[WHAT IS ASKED]: Give back only the lines from the one with "TASK = point to the wooden" through the last line of the data, exactly as they appear.

----------

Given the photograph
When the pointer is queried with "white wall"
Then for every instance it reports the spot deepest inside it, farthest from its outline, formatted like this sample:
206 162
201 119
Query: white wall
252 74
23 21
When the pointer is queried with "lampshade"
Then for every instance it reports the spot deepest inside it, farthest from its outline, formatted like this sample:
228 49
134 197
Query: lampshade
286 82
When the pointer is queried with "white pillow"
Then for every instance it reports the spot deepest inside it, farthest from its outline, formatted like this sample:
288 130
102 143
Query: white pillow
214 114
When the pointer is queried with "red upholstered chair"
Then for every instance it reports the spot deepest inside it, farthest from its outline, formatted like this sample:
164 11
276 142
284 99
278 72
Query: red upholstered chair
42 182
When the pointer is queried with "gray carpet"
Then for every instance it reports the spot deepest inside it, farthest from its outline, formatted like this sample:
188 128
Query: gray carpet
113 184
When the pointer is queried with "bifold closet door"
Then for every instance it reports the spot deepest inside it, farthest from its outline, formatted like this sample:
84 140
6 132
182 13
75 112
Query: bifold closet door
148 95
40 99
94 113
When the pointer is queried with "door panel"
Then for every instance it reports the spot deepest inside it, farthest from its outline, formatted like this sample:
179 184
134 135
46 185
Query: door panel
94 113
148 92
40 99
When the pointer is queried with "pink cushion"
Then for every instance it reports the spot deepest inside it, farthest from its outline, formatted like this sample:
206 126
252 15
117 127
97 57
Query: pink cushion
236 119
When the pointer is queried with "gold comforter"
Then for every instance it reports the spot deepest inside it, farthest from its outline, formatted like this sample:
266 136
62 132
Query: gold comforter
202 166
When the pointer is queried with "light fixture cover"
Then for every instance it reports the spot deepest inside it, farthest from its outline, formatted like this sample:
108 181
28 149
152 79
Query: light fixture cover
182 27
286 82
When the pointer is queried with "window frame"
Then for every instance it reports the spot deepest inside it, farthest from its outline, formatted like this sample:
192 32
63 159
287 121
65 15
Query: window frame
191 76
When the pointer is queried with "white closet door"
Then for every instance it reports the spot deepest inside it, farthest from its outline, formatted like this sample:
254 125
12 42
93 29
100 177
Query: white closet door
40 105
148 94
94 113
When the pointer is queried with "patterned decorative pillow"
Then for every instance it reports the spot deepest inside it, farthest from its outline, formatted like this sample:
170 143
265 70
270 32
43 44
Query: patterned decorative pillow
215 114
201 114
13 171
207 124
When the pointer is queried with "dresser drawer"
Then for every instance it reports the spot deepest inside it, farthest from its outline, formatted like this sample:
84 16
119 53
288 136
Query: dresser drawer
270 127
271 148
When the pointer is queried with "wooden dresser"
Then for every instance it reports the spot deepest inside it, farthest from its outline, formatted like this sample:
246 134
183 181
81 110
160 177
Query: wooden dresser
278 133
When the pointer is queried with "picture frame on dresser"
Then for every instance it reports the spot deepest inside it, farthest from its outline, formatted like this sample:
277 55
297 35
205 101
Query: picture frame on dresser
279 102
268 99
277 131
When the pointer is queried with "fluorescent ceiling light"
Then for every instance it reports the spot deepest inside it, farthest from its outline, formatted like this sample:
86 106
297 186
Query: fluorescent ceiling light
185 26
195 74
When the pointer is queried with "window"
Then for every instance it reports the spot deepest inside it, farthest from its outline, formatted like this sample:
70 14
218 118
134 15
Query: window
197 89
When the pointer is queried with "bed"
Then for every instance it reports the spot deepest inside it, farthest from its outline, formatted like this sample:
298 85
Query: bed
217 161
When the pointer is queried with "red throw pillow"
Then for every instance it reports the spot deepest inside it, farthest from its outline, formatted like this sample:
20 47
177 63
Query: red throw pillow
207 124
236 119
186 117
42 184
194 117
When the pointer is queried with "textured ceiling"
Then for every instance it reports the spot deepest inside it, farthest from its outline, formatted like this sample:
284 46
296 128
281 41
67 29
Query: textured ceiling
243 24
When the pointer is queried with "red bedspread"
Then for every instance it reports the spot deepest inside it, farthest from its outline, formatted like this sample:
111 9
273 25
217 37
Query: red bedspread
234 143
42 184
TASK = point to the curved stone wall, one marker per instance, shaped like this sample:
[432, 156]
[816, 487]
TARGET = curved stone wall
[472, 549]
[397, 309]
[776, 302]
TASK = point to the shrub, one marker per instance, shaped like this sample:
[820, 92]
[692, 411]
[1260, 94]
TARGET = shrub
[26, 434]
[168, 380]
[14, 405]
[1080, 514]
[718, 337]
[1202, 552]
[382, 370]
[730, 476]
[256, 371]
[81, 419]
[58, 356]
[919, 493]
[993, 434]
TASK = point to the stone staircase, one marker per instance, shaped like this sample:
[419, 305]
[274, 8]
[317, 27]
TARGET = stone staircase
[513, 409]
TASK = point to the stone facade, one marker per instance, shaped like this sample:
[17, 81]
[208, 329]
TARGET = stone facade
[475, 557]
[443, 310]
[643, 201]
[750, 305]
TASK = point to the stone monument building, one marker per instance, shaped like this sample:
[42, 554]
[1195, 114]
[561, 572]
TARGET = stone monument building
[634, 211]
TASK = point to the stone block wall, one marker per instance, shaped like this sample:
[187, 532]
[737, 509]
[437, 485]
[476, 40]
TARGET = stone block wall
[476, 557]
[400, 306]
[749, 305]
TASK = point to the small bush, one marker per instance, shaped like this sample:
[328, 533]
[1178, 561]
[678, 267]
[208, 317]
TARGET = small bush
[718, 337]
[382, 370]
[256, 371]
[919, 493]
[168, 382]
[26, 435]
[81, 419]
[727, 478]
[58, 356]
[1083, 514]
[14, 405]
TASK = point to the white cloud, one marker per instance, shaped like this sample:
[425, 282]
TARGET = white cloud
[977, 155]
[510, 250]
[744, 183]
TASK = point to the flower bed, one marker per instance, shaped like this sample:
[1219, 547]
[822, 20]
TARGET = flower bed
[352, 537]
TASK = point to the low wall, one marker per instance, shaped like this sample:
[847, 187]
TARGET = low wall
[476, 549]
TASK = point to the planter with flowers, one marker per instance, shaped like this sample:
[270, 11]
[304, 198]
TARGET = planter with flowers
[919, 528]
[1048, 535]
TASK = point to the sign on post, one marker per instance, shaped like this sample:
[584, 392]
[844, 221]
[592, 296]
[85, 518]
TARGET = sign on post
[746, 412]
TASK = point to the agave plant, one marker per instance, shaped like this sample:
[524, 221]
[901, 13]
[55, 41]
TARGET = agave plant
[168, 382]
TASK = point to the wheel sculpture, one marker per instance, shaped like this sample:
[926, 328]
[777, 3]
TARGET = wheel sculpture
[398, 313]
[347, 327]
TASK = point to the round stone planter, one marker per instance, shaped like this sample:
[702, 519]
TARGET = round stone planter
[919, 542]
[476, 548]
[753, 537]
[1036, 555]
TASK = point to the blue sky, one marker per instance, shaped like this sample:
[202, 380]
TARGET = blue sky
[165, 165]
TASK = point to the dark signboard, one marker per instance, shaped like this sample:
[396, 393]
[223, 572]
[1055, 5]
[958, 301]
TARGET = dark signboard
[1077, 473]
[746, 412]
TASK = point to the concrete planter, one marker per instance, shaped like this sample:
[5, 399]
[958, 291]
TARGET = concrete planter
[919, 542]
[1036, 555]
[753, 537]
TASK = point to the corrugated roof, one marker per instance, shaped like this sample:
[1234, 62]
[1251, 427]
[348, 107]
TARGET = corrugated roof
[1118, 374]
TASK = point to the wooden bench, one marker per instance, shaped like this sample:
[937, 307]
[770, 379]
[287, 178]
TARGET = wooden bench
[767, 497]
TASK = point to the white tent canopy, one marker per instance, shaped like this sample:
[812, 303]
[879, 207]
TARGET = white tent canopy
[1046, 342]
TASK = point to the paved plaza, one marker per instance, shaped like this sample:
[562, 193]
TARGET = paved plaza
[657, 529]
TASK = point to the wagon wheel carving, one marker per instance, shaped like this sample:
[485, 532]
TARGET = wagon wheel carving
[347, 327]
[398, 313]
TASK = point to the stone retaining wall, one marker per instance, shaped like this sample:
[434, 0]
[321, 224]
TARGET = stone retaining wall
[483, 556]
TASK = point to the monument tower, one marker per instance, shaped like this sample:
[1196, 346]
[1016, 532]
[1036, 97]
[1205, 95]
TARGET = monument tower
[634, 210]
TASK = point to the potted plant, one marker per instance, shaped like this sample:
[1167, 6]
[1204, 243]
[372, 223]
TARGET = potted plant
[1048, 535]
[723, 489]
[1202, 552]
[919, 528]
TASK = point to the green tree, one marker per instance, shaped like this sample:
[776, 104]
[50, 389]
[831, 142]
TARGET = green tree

----------

[COMPLETE ANSWER]:
TASK = point to the wooden bench, one marker per instance, shaped like this sample:
[937, 307]
[770, 379]
[287, 178]
TARGET = wooden bench
[767, 497]
TASK = point to the white tent canopy, one marker per instance, shaped like this sample:
[812, 303]
[879, 207]
TARGET = white tent canopy
[1046, 342]
TASK = point to the paved plaza, one marker per instance, shaped like this sample:
[562, 193]
TARGET = paved plaza
[657, 529]
TASK = point to the wagon wheel carving, one marker per instance, shaped like this sample:
[485, 532]
TARGET = wagon wheel carving
[347, 327]
[398, 313]
TASK = point to the stone retaining wall, one marker per instance, shaped like this sample:
[434, 0]
[321, 224]
TARGET = stone retaining wall
[483, 556]
TASK = point to the monument tower, one marker per instance, shaped like this sample:
[1196, 346]
[1016, 532]
[1036, 97]
[1205, 95]
TARGET = monument tower
[634, 210]
TASK = point to the potted plant, one marker per instance, shaped like this sample:
[1167, 6]
[1204, 243]
[372, 223]
TARGET = potted plant
[1048, 535]
[723, 489]
[1202, 552]
[919, 528]
TASK = point to the green tree, one marker per instance, shaped like this sample:
[776, 104]
[50, 389]
[831, 142]
TARGET = green tree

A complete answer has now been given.